* [Exercise task]: Count the lines of the material that contain the string "building", treating uppercase and lowercase letters as different, and give only the number.

*** Task material ***

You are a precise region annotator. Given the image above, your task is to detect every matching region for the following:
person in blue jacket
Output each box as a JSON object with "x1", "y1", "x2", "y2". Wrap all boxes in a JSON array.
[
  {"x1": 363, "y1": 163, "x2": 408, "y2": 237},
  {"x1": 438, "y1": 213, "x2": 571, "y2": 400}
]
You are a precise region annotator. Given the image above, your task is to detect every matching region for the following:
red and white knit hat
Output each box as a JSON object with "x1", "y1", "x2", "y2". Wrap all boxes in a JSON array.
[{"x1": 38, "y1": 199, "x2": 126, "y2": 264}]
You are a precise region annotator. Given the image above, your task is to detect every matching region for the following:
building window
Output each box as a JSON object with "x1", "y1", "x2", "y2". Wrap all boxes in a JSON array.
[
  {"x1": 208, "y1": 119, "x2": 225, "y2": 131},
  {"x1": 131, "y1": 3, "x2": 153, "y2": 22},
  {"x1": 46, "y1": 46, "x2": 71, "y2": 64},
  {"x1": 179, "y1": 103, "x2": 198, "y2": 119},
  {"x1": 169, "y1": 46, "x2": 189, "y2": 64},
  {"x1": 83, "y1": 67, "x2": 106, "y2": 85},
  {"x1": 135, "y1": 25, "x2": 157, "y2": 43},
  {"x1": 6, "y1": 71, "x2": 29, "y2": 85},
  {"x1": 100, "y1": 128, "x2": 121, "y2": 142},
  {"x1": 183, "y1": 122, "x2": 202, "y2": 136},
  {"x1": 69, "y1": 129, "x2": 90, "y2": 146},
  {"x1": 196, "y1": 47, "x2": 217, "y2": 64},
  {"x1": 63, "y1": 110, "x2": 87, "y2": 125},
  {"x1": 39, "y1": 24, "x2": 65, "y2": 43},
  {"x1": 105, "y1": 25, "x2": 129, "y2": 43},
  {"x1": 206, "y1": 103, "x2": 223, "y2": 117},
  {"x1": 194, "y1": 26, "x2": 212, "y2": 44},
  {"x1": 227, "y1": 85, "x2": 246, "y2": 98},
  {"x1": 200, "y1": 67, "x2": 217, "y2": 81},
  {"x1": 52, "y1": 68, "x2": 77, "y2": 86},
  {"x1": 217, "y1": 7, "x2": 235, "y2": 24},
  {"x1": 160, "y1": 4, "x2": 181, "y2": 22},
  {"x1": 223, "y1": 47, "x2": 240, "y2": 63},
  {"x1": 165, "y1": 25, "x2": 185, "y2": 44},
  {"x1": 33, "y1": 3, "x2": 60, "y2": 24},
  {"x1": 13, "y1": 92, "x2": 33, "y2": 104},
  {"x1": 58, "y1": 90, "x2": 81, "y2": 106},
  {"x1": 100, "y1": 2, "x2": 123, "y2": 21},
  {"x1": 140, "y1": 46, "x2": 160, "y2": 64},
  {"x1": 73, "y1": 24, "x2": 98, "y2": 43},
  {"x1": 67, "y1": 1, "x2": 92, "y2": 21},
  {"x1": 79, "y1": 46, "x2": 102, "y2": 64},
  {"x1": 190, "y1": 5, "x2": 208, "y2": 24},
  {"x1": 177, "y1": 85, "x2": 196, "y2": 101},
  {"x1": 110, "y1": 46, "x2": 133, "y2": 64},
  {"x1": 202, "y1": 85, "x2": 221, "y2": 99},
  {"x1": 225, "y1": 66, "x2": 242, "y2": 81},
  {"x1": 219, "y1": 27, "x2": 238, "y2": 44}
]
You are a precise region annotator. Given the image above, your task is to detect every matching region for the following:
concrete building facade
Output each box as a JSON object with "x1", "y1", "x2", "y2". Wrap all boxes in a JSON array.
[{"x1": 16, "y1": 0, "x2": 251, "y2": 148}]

***

* [Correct response]: 2